*What is expected*
Gather from the material every line that contains the string "below".

*Extracted records*
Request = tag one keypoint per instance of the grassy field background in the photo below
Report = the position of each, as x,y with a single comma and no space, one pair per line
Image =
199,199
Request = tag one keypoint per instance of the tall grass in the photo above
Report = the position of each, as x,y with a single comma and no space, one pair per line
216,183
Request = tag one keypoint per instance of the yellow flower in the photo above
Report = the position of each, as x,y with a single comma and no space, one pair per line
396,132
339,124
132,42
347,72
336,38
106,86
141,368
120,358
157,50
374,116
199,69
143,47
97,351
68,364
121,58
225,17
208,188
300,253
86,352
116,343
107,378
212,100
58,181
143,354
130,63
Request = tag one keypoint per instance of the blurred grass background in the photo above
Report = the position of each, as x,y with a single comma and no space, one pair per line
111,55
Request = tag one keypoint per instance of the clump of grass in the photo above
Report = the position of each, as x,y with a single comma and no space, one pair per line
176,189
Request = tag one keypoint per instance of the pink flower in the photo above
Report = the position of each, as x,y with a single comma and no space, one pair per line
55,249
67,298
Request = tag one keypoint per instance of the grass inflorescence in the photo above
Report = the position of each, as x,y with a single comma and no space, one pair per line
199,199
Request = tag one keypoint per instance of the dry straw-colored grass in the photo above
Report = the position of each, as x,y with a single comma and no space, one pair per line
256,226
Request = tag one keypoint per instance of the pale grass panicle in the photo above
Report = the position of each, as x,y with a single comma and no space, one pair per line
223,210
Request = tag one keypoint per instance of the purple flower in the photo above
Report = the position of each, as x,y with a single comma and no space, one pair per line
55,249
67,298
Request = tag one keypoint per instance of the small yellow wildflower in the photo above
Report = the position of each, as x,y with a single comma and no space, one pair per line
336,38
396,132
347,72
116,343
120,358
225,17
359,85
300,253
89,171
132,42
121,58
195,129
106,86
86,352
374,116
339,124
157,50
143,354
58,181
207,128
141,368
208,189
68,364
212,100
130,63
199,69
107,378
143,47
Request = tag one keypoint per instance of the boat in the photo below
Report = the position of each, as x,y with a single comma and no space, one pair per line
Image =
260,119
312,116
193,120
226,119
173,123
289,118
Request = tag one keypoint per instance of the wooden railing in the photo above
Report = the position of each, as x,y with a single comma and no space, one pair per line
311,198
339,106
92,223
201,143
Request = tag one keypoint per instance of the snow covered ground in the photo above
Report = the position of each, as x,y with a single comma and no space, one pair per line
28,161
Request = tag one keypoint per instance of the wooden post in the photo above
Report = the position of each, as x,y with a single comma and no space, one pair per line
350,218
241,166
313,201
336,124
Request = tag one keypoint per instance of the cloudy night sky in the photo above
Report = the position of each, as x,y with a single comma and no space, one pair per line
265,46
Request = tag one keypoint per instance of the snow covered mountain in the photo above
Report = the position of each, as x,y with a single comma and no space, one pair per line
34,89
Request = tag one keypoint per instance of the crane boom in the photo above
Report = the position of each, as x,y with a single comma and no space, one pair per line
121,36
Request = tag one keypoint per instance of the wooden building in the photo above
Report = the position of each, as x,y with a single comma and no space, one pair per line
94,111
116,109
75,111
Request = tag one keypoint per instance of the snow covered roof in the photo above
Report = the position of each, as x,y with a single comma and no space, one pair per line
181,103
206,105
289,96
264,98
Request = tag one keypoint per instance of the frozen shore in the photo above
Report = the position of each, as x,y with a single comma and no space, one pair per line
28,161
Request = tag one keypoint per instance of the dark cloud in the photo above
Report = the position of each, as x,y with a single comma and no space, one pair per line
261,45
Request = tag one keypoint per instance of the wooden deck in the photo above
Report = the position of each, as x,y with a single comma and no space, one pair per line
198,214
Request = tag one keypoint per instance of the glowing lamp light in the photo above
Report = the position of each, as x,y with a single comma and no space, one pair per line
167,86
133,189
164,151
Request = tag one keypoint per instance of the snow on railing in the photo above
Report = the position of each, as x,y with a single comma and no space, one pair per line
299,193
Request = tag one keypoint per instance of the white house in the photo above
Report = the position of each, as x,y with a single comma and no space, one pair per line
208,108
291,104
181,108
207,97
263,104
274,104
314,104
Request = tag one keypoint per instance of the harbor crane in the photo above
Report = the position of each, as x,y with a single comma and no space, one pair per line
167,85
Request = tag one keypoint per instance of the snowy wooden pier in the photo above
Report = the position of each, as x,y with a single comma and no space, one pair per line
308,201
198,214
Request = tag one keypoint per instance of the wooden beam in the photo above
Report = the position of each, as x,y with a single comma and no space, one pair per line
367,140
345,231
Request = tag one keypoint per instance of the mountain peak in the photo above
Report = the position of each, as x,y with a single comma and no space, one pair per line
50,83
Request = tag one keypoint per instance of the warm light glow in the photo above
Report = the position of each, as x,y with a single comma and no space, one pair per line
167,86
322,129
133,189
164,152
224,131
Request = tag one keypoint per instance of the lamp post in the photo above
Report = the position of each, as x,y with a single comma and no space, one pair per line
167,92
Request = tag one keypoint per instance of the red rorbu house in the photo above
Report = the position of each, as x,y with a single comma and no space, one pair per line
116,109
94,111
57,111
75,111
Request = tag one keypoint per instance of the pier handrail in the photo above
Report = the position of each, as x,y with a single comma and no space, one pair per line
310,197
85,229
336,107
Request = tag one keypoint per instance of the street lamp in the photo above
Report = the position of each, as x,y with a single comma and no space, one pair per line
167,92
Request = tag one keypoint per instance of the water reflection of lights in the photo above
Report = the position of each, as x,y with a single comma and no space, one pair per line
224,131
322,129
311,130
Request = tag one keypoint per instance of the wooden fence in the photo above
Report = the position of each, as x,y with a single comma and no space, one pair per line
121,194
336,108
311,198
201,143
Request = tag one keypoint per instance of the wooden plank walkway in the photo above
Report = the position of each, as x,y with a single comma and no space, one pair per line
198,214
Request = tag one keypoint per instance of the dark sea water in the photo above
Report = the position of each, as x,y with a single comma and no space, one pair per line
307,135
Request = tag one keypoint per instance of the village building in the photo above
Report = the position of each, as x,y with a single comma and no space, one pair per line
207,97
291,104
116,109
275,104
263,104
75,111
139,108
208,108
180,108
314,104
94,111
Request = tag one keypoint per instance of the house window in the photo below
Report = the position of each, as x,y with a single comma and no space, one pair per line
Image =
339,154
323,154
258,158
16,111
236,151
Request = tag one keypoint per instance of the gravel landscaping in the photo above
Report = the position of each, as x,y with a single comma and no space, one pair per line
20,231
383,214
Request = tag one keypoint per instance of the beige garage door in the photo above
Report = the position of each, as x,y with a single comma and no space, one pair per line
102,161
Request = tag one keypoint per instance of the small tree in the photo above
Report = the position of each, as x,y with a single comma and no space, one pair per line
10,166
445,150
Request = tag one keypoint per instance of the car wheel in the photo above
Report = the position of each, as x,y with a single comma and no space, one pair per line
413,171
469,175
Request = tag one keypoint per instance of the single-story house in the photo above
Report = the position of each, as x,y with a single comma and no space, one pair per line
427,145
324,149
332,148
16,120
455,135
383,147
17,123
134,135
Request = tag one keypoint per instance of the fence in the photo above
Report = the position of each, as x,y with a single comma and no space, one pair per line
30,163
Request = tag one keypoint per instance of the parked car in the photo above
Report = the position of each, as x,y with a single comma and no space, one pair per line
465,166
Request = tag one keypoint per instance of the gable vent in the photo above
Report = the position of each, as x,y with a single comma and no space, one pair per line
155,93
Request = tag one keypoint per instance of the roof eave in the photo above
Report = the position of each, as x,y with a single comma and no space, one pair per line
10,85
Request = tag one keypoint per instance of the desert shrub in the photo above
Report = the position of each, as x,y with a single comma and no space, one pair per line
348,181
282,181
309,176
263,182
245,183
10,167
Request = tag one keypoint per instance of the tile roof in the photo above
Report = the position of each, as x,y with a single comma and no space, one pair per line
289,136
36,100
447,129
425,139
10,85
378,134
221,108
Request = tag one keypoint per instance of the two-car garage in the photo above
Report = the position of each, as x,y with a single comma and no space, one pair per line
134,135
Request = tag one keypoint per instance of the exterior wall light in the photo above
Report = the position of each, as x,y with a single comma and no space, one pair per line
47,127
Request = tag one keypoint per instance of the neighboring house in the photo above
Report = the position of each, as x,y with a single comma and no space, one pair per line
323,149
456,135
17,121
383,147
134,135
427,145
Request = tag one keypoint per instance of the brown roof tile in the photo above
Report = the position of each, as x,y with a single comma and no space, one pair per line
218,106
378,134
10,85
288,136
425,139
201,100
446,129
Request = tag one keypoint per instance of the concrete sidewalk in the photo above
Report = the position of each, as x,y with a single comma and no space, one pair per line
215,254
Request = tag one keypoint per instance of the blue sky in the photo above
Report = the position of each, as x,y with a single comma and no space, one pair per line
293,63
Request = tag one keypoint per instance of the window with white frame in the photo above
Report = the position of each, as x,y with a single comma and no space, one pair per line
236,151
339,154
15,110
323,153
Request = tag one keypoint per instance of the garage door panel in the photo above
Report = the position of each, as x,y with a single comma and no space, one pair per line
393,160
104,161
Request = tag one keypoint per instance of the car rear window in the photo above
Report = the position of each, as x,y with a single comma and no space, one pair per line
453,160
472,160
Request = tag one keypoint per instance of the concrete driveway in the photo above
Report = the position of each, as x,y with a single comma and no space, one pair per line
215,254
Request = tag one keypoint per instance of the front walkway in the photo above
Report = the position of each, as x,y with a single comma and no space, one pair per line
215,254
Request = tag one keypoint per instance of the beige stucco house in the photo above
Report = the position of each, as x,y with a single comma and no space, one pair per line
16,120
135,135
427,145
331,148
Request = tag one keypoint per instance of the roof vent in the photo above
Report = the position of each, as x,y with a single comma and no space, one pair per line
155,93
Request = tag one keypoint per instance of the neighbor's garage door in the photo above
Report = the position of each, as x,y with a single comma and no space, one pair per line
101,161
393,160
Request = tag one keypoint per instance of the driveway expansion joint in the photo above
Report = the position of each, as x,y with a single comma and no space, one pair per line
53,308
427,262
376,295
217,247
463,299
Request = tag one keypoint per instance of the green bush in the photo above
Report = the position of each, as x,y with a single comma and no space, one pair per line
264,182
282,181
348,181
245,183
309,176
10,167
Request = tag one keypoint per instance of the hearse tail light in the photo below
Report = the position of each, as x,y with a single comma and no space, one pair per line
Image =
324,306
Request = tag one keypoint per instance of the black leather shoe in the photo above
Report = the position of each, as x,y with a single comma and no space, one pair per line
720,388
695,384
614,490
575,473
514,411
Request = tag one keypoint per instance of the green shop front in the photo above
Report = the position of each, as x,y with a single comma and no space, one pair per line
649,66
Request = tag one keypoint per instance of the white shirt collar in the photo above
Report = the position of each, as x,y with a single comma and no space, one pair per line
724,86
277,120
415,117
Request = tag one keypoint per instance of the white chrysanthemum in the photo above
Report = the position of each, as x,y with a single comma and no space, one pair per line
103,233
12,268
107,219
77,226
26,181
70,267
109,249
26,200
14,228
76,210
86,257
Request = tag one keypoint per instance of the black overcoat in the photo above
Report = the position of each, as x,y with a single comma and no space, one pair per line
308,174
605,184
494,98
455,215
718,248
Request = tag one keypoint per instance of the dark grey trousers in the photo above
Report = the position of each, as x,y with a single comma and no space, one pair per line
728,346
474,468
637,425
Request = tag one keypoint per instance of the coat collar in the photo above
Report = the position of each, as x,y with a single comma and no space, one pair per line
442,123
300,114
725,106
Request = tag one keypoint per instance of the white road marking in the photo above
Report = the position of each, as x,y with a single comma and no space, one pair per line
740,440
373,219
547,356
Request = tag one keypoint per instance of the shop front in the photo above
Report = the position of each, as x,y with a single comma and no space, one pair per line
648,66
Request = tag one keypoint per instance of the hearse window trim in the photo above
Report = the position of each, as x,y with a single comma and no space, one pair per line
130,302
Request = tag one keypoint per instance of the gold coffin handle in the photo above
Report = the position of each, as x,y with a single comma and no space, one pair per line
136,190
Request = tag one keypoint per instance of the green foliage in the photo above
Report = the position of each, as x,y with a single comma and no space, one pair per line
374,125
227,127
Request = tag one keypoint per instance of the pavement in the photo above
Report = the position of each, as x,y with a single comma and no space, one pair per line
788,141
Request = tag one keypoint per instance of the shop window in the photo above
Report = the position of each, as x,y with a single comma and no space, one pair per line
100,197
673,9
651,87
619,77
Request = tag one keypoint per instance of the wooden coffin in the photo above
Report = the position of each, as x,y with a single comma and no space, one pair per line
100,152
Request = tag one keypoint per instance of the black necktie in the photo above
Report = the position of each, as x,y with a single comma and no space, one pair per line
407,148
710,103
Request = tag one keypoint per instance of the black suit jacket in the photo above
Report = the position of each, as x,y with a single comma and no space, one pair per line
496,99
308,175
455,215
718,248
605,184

*Task result*
Request = tag one keypoint per instance of the grassy field background in the photo below
Request = tag one keypoint per instance of the boat in the photo below
Request = tag one keypoint per instance of the house window in the photo below
Request = tag one keypoint per instance of the hearse tail light in the photo below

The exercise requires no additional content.